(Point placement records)
+++++

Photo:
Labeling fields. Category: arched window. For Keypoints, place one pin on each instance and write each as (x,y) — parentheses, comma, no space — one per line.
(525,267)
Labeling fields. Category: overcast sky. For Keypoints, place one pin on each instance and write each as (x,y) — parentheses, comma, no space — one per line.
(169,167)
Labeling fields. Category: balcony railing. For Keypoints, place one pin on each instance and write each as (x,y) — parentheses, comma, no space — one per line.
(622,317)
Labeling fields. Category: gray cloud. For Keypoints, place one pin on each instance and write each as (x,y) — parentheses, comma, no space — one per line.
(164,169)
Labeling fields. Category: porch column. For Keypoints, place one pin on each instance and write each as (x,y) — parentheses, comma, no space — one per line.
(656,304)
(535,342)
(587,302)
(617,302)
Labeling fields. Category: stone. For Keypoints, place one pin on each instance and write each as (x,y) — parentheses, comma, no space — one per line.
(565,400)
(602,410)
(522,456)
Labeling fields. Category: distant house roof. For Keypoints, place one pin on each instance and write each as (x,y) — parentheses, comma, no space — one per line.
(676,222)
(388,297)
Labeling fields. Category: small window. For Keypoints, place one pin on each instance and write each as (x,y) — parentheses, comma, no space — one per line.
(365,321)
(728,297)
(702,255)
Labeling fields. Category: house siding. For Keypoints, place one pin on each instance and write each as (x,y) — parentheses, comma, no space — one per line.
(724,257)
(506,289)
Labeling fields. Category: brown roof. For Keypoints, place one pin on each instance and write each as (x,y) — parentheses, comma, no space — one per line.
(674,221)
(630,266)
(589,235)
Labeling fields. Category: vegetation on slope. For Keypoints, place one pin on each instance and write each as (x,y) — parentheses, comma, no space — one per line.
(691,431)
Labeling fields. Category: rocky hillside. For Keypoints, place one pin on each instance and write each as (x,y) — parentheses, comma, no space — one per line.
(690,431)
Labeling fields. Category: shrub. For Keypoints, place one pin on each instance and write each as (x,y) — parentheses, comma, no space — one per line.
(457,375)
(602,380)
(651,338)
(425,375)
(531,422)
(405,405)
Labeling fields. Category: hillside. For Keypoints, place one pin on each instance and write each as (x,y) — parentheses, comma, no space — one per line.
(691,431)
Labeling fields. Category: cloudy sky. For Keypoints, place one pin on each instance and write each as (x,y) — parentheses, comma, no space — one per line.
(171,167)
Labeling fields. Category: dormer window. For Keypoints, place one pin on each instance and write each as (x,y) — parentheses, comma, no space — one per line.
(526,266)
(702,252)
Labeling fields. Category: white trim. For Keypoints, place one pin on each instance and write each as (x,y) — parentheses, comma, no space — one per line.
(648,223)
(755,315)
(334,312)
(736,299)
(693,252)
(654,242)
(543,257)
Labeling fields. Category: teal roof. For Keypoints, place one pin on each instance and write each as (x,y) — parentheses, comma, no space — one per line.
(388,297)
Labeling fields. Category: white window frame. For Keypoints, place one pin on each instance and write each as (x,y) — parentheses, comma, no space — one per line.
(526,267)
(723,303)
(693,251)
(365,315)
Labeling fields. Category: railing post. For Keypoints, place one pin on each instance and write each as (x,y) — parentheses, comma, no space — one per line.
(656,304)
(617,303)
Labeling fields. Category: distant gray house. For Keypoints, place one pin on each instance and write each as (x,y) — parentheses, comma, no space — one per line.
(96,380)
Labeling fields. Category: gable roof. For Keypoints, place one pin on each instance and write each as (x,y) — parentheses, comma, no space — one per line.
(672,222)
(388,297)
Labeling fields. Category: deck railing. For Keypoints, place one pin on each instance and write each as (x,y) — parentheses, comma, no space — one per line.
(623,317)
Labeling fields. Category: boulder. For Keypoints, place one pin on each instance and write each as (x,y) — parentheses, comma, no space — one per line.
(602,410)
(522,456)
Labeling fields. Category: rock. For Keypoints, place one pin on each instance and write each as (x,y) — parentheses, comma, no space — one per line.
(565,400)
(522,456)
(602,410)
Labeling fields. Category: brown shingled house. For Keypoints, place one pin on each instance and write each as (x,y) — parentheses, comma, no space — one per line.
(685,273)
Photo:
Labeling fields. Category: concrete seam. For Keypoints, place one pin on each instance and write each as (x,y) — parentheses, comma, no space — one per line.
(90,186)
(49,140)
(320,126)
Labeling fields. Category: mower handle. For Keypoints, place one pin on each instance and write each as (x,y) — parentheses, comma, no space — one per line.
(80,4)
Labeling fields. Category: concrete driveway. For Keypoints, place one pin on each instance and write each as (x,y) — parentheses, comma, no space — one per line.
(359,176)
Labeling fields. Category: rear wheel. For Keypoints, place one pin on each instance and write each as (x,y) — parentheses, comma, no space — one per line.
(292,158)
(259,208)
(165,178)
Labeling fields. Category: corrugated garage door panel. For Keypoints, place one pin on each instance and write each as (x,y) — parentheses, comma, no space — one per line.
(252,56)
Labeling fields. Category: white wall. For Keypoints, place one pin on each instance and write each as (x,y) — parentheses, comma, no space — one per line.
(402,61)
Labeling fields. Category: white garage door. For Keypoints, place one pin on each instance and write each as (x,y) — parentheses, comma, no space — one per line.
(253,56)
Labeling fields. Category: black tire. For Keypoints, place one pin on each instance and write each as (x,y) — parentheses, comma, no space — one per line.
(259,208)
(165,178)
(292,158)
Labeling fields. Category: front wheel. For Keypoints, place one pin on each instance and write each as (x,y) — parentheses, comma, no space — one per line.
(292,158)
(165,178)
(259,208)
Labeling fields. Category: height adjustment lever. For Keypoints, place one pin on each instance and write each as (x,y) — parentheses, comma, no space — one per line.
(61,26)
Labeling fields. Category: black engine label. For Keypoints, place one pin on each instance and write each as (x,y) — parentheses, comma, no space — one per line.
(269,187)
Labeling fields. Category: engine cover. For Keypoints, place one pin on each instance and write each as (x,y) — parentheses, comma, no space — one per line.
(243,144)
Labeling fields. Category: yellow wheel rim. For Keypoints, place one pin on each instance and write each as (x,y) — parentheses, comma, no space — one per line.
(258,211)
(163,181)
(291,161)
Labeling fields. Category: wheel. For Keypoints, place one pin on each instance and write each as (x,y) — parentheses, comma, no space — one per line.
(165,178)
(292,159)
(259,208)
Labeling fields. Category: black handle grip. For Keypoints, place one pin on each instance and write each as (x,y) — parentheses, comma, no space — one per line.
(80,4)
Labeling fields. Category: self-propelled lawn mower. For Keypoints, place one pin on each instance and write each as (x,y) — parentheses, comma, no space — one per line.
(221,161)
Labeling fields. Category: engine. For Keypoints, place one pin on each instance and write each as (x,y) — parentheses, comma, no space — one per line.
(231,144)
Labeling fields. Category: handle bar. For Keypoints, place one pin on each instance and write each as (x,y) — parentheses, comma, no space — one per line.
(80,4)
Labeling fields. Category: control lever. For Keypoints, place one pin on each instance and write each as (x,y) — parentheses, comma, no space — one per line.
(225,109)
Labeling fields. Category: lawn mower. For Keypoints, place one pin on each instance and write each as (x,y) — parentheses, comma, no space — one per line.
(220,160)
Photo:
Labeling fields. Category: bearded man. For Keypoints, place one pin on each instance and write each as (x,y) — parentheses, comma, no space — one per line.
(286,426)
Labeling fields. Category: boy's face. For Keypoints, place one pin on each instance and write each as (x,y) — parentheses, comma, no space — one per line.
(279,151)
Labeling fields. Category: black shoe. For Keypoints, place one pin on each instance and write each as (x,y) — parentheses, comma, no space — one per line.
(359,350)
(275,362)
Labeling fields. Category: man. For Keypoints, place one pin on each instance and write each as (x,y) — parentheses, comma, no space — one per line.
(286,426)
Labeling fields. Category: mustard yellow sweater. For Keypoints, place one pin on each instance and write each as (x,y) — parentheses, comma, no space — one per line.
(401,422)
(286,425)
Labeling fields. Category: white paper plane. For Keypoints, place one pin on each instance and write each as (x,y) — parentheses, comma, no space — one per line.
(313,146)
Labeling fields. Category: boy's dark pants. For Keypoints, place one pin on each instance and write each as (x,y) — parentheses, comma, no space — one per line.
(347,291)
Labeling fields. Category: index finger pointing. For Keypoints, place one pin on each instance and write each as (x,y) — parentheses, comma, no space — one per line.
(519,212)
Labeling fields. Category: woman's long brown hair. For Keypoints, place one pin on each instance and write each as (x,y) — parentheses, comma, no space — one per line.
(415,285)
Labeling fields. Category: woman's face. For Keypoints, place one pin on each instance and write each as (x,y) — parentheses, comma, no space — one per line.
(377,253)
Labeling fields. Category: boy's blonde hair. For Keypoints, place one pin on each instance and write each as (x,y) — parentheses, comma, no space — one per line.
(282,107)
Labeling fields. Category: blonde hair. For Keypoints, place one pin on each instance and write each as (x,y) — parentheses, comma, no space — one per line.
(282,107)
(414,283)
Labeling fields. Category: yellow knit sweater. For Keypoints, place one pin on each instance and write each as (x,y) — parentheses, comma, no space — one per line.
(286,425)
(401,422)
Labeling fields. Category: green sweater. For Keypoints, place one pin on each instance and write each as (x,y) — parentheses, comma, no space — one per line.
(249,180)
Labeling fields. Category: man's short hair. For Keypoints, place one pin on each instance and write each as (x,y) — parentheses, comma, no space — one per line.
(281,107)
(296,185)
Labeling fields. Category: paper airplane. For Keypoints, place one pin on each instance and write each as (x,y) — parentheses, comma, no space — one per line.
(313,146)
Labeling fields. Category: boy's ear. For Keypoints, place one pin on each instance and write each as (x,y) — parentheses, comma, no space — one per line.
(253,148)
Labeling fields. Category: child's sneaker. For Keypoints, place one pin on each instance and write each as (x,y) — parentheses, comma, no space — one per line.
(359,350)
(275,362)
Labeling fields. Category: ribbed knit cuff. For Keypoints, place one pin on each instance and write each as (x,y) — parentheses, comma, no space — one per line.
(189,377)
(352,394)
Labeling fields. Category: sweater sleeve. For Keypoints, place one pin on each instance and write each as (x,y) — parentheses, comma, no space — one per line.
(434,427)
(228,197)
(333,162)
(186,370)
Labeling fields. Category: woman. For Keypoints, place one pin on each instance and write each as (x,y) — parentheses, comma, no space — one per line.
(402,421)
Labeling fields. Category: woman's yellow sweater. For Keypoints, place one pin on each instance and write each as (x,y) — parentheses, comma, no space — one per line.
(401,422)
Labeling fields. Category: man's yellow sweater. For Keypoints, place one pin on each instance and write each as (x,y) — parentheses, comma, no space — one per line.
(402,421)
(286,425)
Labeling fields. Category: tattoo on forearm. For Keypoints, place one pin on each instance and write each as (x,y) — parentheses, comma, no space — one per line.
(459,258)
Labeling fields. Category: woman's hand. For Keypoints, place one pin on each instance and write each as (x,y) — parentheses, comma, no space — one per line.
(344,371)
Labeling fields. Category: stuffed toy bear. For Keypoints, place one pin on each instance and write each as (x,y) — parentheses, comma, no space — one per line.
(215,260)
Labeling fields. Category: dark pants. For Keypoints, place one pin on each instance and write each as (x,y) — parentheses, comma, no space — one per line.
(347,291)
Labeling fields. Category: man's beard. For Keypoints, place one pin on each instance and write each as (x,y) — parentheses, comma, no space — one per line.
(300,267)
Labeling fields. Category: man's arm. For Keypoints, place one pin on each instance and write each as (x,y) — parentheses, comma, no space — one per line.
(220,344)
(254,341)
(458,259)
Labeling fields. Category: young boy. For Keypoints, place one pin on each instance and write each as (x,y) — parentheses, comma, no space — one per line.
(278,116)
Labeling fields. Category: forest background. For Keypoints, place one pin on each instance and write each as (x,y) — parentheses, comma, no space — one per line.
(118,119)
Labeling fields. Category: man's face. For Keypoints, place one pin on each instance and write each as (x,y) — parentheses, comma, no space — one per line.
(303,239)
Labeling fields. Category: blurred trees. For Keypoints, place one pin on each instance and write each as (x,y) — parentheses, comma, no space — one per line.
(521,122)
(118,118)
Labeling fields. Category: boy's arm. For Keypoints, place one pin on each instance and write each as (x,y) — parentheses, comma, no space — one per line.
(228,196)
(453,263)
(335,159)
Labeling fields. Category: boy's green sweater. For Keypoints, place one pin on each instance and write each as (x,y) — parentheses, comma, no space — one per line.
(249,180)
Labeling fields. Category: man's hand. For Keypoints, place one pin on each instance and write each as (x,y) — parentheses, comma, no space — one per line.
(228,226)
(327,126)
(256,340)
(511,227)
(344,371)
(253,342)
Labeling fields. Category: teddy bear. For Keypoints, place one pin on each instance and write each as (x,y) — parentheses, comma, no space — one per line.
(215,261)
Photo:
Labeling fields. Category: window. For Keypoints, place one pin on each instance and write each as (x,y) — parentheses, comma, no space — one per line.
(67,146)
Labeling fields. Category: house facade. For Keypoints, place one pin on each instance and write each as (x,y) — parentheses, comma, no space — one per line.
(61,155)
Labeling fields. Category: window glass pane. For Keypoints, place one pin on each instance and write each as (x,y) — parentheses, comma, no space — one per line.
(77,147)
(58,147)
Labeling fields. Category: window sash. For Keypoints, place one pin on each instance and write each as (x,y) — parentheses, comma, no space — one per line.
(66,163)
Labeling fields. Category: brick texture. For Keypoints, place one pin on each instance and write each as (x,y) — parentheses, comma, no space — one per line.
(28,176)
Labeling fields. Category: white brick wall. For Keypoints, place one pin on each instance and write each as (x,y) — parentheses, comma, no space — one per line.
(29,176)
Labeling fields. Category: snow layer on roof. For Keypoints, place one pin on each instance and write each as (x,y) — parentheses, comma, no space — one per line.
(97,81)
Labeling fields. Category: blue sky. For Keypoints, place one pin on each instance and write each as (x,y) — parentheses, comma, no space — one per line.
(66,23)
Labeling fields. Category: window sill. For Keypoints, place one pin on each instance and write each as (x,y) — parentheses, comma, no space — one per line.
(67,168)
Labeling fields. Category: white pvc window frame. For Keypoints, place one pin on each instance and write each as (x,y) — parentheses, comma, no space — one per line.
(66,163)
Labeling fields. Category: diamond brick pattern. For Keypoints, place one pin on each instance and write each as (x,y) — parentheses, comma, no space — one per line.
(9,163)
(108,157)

+++++

Exercise requirements
Give back exactly the lines from the line containing "Labeling fields. Category: house facade." to the end of the entries, and no other lines.

Completed task
Labeling fields. Category: house facade. For Keypoints, place one pin on each instance and write each as (x,y) — parentheses, comma, no space — one per line.
(61,155)
Labeling fields. Category: window glass pane. For Keypoints, place one pin on each instance and write each as (x,y) — parentheses, comma, no space — one per line.
(77,147)
(58,147)
Labeling fields. Category: window sash. For Keypoints, place one pin on each instance and write each as (x,y) — parentheses, comma, no space — one per line.
(66,163)
Labeling fields. Category: brick texture. For Keypoints, place one pin on each instance and write each as (x,y) — parentheses, comma, no space — one per line.
(28,176)
Labeling fields. Category: white brick wall. For Keypoints, place one pin on each instance and write each as (x,y) — parentheses, comma, no space — one per line.
(29,176)
Labeling fields. Category: snow layer on roof. For Keypoints, place one pin on each instance and write each as (x,y) — parentheses, comma, no space — one per line.
(97,81)
Labeling fields. Category: blue sky. For Keypoints, place one pin on each instance and write each as (x,y) — parentheses, comma, no space — one per line.
(66,23)
Labeling fields. Category: window sill. For Keypoints, place one pin on each instance and write each as (x,y) — parentheses, comma, no space — one per line.
(67,168)
Labeling fields. Category: white pvc window frame. For Keypoints, place one pin on each instance and write each as (x,y) — parentheses, comma, no space — one per line.
(66,163)
Labeling fields. Category: diamond brick pattern. For Keypoints, place one pin on each instance and write each as (x,y) — parentheses, comma, no space — one per line.
(9,163)
(108,157)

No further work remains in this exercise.